__TASK__:
Can you repeat every line from the one containing "of the street" through the end of the records, inclusive, requests included, with each coordinate in the answers scaled by 2.15 and rounded to a whole number, halves up? Leave the numbers in the requests and their format samples as they are, and give back only those lines.

__DATASET EXTRACT__:
■ ■ ■ ■ ■
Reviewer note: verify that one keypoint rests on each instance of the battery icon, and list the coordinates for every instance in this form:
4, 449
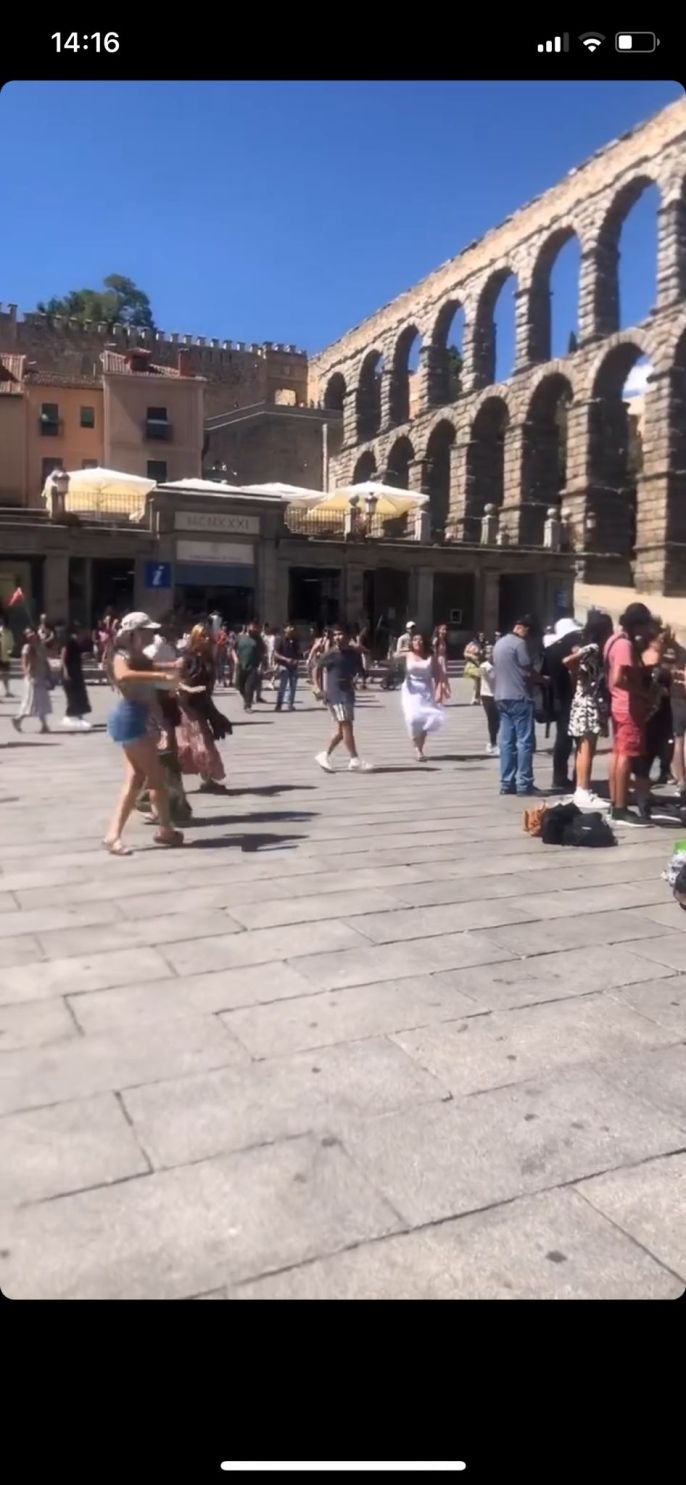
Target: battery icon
636, 42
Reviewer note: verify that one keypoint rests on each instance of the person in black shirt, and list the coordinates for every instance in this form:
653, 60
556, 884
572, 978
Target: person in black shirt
342, 664
560, 697
287, 657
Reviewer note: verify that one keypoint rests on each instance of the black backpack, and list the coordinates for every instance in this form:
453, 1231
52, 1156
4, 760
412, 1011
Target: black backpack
588, 827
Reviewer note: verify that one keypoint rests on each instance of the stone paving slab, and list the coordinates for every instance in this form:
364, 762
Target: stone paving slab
116, 1059
181, 1231
46, 1153
189, 995
273, 1014
158, 931
661, 1000
548, 1246
657, 1075
33, 1023
192, 1118
514, 1046
507, 1142
570, 973
37, 980
337, 1016
649, 1203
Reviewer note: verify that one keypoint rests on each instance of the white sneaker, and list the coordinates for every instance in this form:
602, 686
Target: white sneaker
585, 799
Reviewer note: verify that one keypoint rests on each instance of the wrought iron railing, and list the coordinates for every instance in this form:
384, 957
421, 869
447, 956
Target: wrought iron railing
334, 526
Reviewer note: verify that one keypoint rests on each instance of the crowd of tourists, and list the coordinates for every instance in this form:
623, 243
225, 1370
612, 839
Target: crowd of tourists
578, 680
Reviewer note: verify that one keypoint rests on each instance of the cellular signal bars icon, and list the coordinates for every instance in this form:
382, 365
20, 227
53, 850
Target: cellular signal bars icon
560, 43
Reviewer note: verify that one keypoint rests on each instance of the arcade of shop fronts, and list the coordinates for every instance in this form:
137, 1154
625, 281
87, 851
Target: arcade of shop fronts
193, 548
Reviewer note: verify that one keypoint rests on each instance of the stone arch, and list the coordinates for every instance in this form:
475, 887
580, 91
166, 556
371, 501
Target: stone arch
484, 346
334, 394
544, 464
606, 308
438, 461
539, 317
398, 462
444, 357
366, 467
612, 464
368, 395
484, 464
401, 388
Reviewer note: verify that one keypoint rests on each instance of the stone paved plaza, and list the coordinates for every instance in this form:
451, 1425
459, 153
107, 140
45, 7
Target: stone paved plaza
360, 1038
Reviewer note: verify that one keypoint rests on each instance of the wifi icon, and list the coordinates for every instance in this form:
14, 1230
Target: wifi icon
591, 40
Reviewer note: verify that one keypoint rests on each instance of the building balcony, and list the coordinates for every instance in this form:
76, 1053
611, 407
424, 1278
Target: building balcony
158, 429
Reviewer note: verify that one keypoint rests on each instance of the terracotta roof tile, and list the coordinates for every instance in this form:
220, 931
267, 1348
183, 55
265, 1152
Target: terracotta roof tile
11, 373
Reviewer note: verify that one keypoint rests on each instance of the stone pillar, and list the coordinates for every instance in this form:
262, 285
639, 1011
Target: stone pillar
523, 309
599, 291
671, 251
386, 398
57, 587
429, 379
349, 419
487, 618
553, 529
354, 594
575, 496
489, 526
513, 472
417, 474
423, 596
459, 526
268, 582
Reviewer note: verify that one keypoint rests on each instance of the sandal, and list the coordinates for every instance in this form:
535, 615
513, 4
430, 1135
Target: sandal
170, 838
118, 848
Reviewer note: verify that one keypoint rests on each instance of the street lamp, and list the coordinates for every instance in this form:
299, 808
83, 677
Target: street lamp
60, 484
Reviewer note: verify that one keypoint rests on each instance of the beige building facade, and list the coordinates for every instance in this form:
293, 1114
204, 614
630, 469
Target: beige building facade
483, 443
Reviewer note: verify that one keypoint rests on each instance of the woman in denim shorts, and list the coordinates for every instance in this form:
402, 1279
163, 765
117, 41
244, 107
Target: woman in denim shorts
135, 680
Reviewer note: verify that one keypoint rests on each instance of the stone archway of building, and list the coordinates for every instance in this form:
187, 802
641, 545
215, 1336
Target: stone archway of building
438, 453
398, 464
613, 461
403, 374
544, 471
446, 355
559, 254
368, 395
334, 394
484, 464
609, 311
364, 468
487, 360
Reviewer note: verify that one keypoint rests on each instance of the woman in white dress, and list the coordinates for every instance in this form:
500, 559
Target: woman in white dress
36, 695
419, 689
■ ■ ■ ■ ■
__ANSWER IN FULL__:
Reviewer note: verify that one keypoint rests on each instance of the street lamp, and list the coordinates for every instance in this form:
299, 808
83, 677
Target: street lamp
129, 1041
Reviewer note: verify that one keypoint rests on each instance of the beige building facade, and list the coordinates for every instance in this form:
293, 1114
204, 614
630, 469
Target: beige building facade
1038, 952
Reviewer note: verify that one keypoint rests on each instance of the woman in denim shorts, and list the coordinates for every instance in this form:
402, 1279
163, 765
117, 41
244, 107
Target: woman in denim shorts
290, 1462
Reviewer note: verify that one keypoint rests on each instance of the stone archway of building, and list the coordinates for every instance in this form:
187, 802
641, 545
215, 1336
Target: stone archway of building
942, 974
856, 998
1318, 991
866, 804
1170, 1013
959, 763
1202, 546
791, 849
718, 847
1041, 998
1309, 669
783, 1006
1047, 774
Reviewer note: verify that one keypoint rests on each instance of the woman in white dress, and list the coordinates for every instance in this form:
500, 559
Target: woman in white dress
77, 1494
901, 1481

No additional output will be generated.